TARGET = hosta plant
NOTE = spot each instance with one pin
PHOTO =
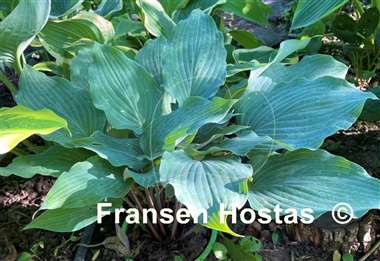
(134, 128)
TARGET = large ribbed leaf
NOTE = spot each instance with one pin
(63, 7)
(107, 8)
(39, 91)
(57, 36)
(302, 113)
(157, 22)
(152, 56)
(123, 89)
(118, 151)
(204, 185)
(310, 11)
(195, 63)
(171, 6)
(286, 180)
(286, 49)
(205, 5)
(19, 28)
(252, 10)
(51, 162)
(86, 184)
(19, 123)
(169, 130)
(310, 67)
(69, 219)
(64, 219)
(242, 144)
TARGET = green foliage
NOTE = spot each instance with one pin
(169, 112)
(19, 28)
(19, 123)
(310, 11)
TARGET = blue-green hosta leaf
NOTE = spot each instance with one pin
(146, 179)
(302, 113)
(19, 123)
(211, 132)
(285, 180)
(206, 6)
(58, 36)
(51, 162)
(204, 185)
(86, 184)
(69, 219)
(107, 8)
(167, 131)
(39, 91)
(118, 151)
(262, 54)
(252, 10)
(171, 6)
(64, 219)
(195, 63)
(371, 110)
(123, 89)
(156, 20)
(310, 11)
(244, 143)
(152, 56)
(19, 28)
(310, 67)
(286, 49)
(64, 7)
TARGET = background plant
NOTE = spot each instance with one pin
(144, 98)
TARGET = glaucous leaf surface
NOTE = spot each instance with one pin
(204, 185)
(371, 110)
(167, 131)
(19, 28)
(86, 184)
(120, 87)
(69, 219)
(195, 61)
(310, 11)
(311, 67)
(37, 91)
(108, 8)
(302, 113)
(205, 5)
(252, 10)
(243, 144)
(171, 6)
(152, 57)
(51, 162)
(19, 123)
(61, 8)
(287, 48)
(65, 219)
(313, 179)
(118, 151)
(58, 36)
(156, 20)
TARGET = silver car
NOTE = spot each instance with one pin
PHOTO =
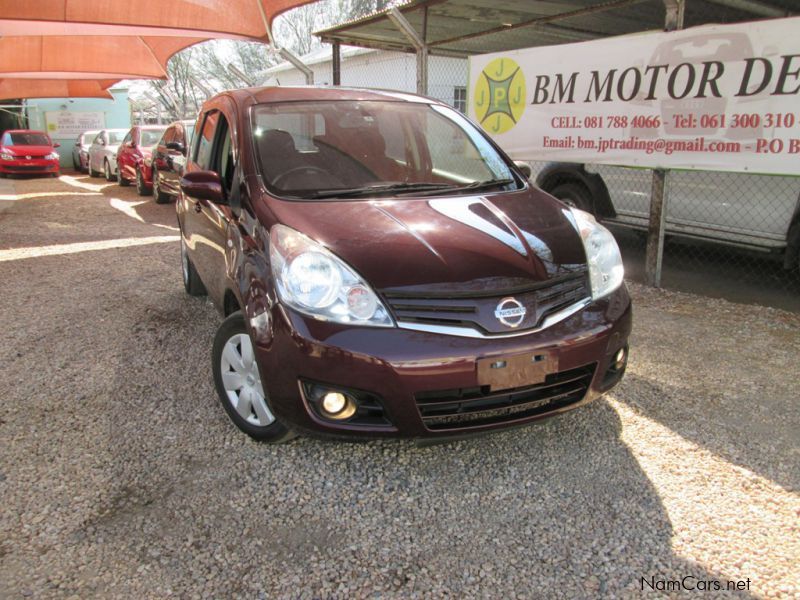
(80, 151)
(103, 153)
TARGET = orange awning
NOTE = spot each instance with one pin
(55, 88)
(89, 57)
(117, 39)
(243, 19)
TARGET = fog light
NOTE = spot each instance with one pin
(336, 405)
(619, 358)
(334, 402)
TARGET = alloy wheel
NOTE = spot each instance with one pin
(242, 381)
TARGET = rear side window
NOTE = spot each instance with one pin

■ ■ ■ ■ ■ ■ ■

EXERCISE DESCRIPTION
From the first line of the material down to the line containing "TARGET = orange awning", inclusive, return each line exactly, skipping any picture.

SOLUTION
TARGET = hosta plant
NOTE = spot each instance with one pin
PHOTO =
(134, 128)
TARGET = large ribbed leaf
NOTE = spot each instance with one pin
(63, 7)
(107, 8)
(39, 91)
(57, 36)
(302, 113)
(157, 22)
(152, 56)
(123, 89)
(118, 151)
(204, 185)
(310, 11)
(195, 63)
(171, 6)
(286, 180)
(286, 49)
(205, 5)
(19, 28)
(252, 10)
(51, 162)
(86, 184)
(19, 123)
(169, 130)
(310, 67)
(69, 219)
(64, 219)
(242, 144)
TARGET = green foliage
NOTE = spot each instance with one pin
(169, 112)
(19, 28)
(19, 123)
(310, 11)
TARGET = blue-green hosta leaf
NOTE = spot each instance with one pin
(146, 179)
(302, 113)
(19, 123)
(211, 132)
(285, 180)
(206, 6)
(58, 36)
(51, 162)
(204, 185)
(86, 184)
(69, 219)
(107, 8)
(167, 131)
(39, 91)
(118, 151)
(262, 54)
(252, 10)
(171, 6)
(64, 219)
(195, 63)
(371, 110)
(123, 89)
(156, 20)
(310, 11)
(244, 143)
(152, 56)
(19, 28)
(310, 67)
(286, 49)
(64, 7)
TARGET = background plant
NOTE = spot each instance with one pin
(144, 98)
TARGET = glaucous leaf surface
NOTE = spot each instance with one pin
(204, 185)
(371, 110)
(167, 131)
(19, 28)
(86, 184)
(120, 87)
(69, 219)
(195, 61)
(310, 11)
(311, 67)
(37, 91)
(108, 8)
(302, 113)
(205, 5)
(252, 10)
(243, 144)
(171, 6)
(152, 57)
(51, 162)
(19, 123)
(61, 8)
(287, 48)
(65, 219)
(313, 179)
(118, 151)
(58, 36)
(156, 20)
TARGET = silver car
NOTE = spot each instance with one pin
PHOTO =
(80, 151)
(103, 153)
TARGET = orange awning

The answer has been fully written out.